▸ Your instructions:
Will you write out the data exactly, excluding every picture?

(Dataset excerpts on object pointing)
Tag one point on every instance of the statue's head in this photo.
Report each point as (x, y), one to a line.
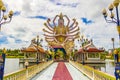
(60, 20)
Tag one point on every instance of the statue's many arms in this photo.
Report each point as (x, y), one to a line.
(61, 34)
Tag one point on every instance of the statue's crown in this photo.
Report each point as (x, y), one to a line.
(61, 16)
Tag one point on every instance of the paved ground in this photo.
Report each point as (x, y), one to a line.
(48, 73)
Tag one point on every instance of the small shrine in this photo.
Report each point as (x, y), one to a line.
(32, 51)
(89, 53)
(60, 34)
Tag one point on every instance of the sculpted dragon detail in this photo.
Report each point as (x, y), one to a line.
(61, 33)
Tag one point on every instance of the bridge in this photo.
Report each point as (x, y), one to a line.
(50, 70)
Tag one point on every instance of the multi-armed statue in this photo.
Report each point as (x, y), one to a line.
(4, 18)
(61, 34)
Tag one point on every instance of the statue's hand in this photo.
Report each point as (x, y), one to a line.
(74, 19)
(48, 19)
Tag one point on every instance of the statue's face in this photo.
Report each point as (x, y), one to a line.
(61, 22)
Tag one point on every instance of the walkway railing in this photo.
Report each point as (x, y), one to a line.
(26, 74)
(92, 73)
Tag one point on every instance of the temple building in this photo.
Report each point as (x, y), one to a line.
(89, 54)
(33, 51)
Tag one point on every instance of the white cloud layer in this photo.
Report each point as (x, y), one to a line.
(24, 28)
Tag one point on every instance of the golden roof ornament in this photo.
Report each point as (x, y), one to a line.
(61, 16)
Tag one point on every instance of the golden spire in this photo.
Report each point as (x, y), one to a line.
(61, 16)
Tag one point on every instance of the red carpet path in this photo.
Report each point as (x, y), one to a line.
(62, 72)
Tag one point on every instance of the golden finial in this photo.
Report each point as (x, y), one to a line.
(61, 16)
(4, 50)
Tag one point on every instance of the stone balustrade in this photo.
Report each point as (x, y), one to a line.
(27, 74)
(93, 74)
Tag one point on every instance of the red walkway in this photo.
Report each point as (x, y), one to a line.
(62, 72)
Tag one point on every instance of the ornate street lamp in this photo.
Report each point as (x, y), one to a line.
(4, 18)
(83, 42)
(38, 43)
(115, 20)
(112, 39)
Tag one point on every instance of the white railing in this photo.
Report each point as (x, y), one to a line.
(92, 73)
(26, 74)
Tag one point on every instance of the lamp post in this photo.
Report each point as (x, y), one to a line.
(83, 42)
(113, 19)
(37, 48)
(38, 43)
(112, 39)
(26, 66)
(4, 18)
(117, 64)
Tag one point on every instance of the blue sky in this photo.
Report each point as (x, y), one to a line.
(30, 15)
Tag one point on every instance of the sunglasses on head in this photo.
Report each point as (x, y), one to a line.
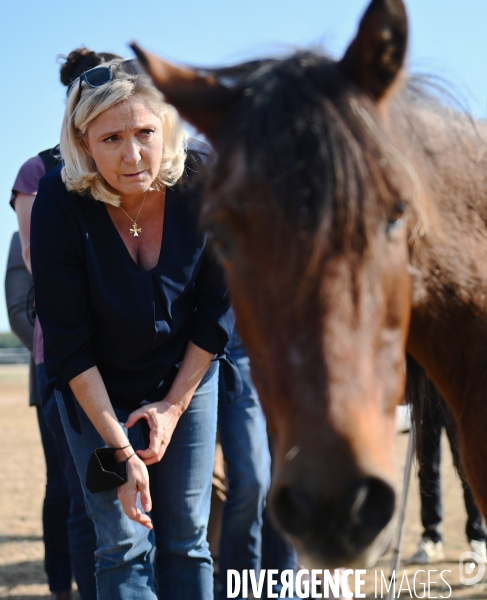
(98, 76)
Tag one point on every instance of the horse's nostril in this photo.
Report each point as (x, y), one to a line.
(342, 526)
(373, 506)
(293, 510)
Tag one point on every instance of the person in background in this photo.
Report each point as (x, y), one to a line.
(435, 419)
(248, 540)
(133, 354)
(69, 536)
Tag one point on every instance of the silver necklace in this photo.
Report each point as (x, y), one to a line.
(135, 230)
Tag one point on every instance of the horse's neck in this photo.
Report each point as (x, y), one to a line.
(449, 264)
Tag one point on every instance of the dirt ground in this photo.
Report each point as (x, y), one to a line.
(22, 474)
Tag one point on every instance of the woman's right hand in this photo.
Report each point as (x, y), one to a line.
(137, 482)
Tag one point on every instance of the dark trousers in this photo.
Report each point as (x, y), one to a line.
(429, 478)
(69, 534)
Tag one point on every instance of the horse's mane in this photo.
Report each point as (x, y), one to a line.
(300, 126)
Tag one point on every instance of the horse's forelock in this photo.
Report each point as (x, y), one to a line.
(299, 132)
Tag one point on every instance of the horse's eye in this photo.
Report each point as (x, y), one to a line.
(222, 241)
(395, 216)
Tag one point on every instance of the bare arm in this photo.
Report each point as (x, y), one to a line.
(23, 209)
(163, 416)
(91, 393)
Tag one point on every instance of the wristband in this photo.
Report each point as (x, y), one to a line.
(104, 473)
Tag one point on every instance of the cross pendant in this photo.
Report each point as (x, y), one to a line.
(136, 230)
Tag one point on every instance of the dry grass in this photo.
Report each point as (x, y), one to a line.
(22, 473)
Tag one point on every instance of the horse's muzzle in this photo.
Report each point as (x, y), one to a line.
(334, 532)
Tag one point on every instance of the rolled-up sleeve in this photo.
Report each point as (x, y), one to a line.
(61, 282)
(213, 321)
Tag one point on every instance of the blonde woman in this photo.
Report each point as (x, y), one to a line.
(134, 312)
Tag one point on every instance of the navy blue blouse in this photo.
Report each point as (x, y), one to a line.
(97, 307)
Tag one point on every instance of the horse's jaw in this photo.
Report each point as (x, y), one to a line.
(366, 559)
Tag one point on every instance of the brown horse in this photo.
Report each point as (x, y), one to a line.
(349, 210)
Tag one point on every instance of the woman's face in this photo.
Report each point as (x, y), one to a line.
(126, 144)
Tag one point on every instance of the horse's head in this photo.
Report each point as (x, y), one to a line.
(305, 206)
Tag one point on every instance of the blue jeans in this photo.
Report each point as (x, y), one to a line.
(248, 540)
(55, 511)
(67, 522)
(180, 489)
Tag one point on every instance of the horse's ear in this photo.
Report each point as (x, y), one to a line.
(376, 56)
(199, 98)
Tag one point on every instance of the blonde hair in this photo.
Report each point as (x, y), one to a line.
(79, 172)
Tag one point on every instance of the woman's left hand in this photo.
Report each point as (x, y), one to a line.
(162, 418)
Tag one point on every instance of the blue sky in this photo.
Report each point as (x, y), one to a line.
(447, 39)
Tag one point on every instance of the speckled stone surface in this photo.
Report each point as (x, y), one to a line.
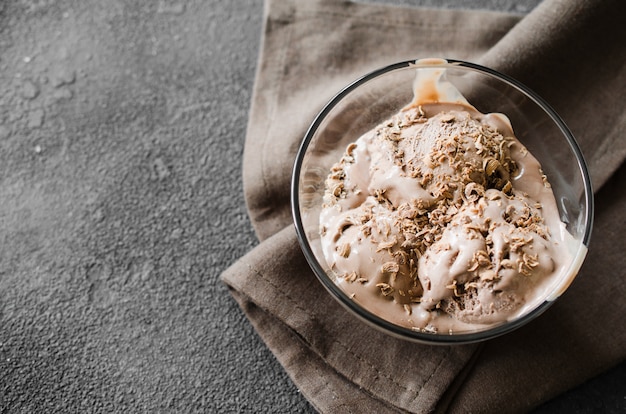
(121, 136)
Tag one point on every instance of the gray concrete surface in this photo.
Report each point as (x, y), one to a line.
(121, 133)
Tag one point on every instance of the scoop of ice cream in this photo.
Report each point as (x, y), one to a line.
(439, 219)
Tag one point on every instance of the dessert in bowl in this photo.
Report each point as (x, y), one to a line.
(442, 201)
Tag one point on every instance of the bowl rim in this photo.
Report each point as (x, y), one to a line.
(373, 319)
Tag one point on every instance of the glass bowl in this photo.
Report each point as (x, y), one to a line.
(368, 101)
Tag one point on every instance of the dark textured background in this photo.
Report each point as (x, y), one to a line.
(122, 128)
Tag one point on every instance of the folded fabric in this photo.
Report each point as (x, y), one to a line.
(565, 50)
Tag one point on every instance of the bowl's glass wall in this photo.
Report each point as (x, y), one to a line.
(374, 98)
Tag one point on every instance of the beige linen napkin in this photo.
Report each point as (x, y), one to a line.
(572, 53)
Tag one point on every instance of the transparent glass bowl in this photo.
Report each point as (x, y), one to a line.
(368, 101)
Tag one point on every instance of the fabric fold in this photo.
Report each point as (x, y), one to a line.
(342, 364)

▸ Answer to this task:
Tag one point on every instance of the statue's head in this photo.
Report each point as (x, y), one to a line.
(60, 20)
Tag one point on every instance of the statue's many arms in this photo.
Report each point as (x, y), one to a line.
(61, 34)
Tag one point on every instance of the statue's crown in this photo.
Report each point as (x, y), one to a line.
(61, 16)
Tag one point on every instance of the paved ground in this photo.
Report each point as (x, y), one to a line.
(48, 73)
Tag one point on every instance of the small shrine in this photo.
Report each point as (x, y), one to a line.
(32, 51)
(89, 53)
(60, 34)
Tag one point on every instance of the sculpted dragon detail in this photo.
Report each point as (x, y), one to a line.
(61, 33)
Tag one point on every instance of the bridge in this photo.
Report each point as (x, y), one to a line.
(50, 70)
Tag one point on every instance of the multi-armed statue in this photo.
Report each point as (x, y), one to a line.
(4, 18)
(61, 34)
Tag one point on every instance of the statue's hand in this photo.
Report each point as (x, y), one to a line.
(74, 19)
(48, 19)
Tag one point on every instance of the statue's face in this photo.
Report each point as (x, y), one to a line.
(61, 22)
Tag one point on every instance of the walkway railing in this photo.
Report each point as (x, y), one to a line.
(26, 74)
(92, 73)
Tag one point on every instance of the temple building in this photo.
Report each point as (x, y), one to a line.
(89, 54)
(33, 51)
Tag one point on every instance of the white cloud layer in this photo.
Report each point as (x, y), one to a line.
(24, 28)
Tag one point on every instance of the golden roof ornament in this photo.
Report each point as (x, y), one to a line.
(61, 16)
Tag one point on every instance of the golden spire in this photo.
Report each point as (x, y), one to a line.
(61, 16)
Tag one point on every instance of the red carpet path in this photo.
Report each point as (x, y), one to a line.
(62, 72)
Tag one point on every instance of the golden finial in this photo.
Report each point as (x, y), one to a line.
(61, 16)
(4, 50)
Tag one point on every instance of the stone balustrade in this photo.
Report each point as (x, y), one to a line.
(27, 74)
(93, 74)
Tag one point on every instance of the red walkway in this photo.
Report each point as (x, y), one to a line.
(62, 72)
Tag one point on every instance of the ornate street lamp in this photo.
Report each point as (x, y), one to a line.
(4, 18)
(83, 42)
(38, 43)
(115, 20)
(112, 39)
Tag one point on every instance of the white railing in this photo.
Report each point as (x, y), one to a line.
(92, 73)
(26, 74)
Tag one point on every instance of the lamp post in this photo.
Report each point as (x, y), one to a line.
(83, 42)
(113, 19)
(37, 48)
(38, 43)
(112, 39)
(26, 66)
(4, 18)
(117, 64)
Tag one point on every instance of the blue sky in this photo.
Report each point as (x, y), one to a line.
(30, 15)
Tag one point on every instance of the sunglasses on head in this photo.
Report each point as (x, y), one to a line.
(98, 76)
Tag one point on every instance of the horse's nostril in this photo.
Report each point as (x, y), one to a line.
(342, 526)
(373, 506)
(293, 510)
Tag one point on every instance of the person in background in this photo.
Report each point as (x, y), one to a line.
(435, 419)
(248, 540)
(133, 354)
(69, 536)
Tag one point on every instance of the silver necklace in this photo.
Report each point as (x, y), one to a line.
(135, 230)
Tag one point on every instance of the horse's neck in this photo.
Report each point as (x, y), one to a line.
(449, 264)
Tag one point on every instance of the dirt ground in this photo.
Report each point as (x, y), one to a line.
(22, 474)
Tag one point on every instance of the woman's right hand in this photo.
Report each point as (x, y), one to a line.
(137, 482)
Tag one point on every instance of the dark trousers in this photo.
Report each point as (x, y), one to a line.
(429, 478)
(69, 534)
Tag one point on every instance of the horse's mane in this photo.
Report each point as (x, y), one to a line.
(300, 126)
Tag one point on every instance of the horse's forelock in this photo.
Report each point as (x, y), one to a line.
(299, 132)
Tag one point on every instance of the horse's eye in this photo.
Report each point as (x, y), one to a line.
(222, 241)
(395, 216)
Tag one point on every instance of the bare arm in this photo.
Report each point as (x, y), one to a line.
(23, 209)
(163, 416)
(91, 393)
Tag one point on every instance of the wristband in this photo.
Report each point as (x, y), one to a line.
(104, 473)
Tag one point on every instance of the cross pendant in this photo.
Report each point as (x, y), one to a line.
(136, 230)
Tag one point on every instance of the dry grass in this photo.
Report each point as (x, y), one to a line.
(22, 473)
Tag one point on every instance of the horse's muzzle in this photo.
Report each point as (x, y), one to a line.
(334, 532)
Tag one point on every instance of the rolled-up sleeve in this photo.
Report each point as (x, y), one to a line.
(61, 282)
(213, 321)
Tag one point on every instance of the blonde woman in this photo.
Report each point as (x, y), one to a line.
(134, 312)
Tag one point on every instance of the navy blue blouse in this photo.
Report each point as (x, y), one to a line.
(97, 307)
Tag one point on every instance of the horse's jaw in this photo.
Report each point as (x, y), one to a line.
(366, 559)
Tag one point on every instance of the brown horse in this photo.
Report each point as (x, y), one to a line.
(349, 210)
Tag one point on every instance of the woman's face in this photo.
Report each point as (x, y), one to a line.
(126, 144)
Tag one point on every instance of the horse's head in this photo.
Report each point as (x, y), one to a line.
(305, 206)
Tag one point on every instance of the blue jeans in this photo.
Report each point as (x, y), one to a line.
(248, 540)
(55, 511)
(67, 522)
(180, 489)
Tag one point on every instance of the horse's ear in this photo.
Report each point as (x, y), one to a line.
(376, 56)
(199, 98)
Tag one point on every instance of the blonde hair in this photo.
Report each point as (x, y), one to a line.
(79, 172)
Tag one point on every instance of the woman's left hand in this photo.
Report each point as (x, y), one to a line.
(162, 418)
Tag one point on every instance of the blue sky in this photo.
Report each point as (x, y), one to a line.
(447, 39)
Tag one point on every instance of the speckled stone surface in this photo.
Report each point as (x, y), one to a line.
(121, 136)
Tag one point on every instance of the gray concrete surface in this photo.
Report each point as (x, y), one to a line.
(121, 133)
Tag one point on every instance of the scoop of ice cream in this photo.
Report each point as (x, y), one to a line.
(439, 219)
Tag one point on every instance of the dessert in bowl in this photo.
Report each point as (x, y), one to a line.
(442, 201)
Tag one point on every instance of the bowl rim in this photo.
Report each point as (x, y), one to a line.
(373, 319)
Tag one point on every instance of the glass bowl in this photo.
Report each point as (x, y), one to a line.
(368, 101)
Tag one point on every instance of the dark textured background in this photo.
Report each point as (x, y), one to a line.
(122, 128)
Tag one point on every instance of the folded fabric in this photo.
Report each point as (x, y), one to a line.
(565, 50)
Tag one point on every instance of the bowl's glass wall in this photo.
Report each point as (x, y), one to a line.
(374, 98)
Tag one point on every instance of the beige linen napkin in this photo.
Report each point as (x, y), one to a line.
(572, 53)
Tag one point on every instance of the transparent glass bowl in this photo.
Report each point as (x, y), one to a line.
(368, 101)
Tag one point on every instance of the fabric fold in this photo.
Report each point as (x, y), one to a line.
(342, 364)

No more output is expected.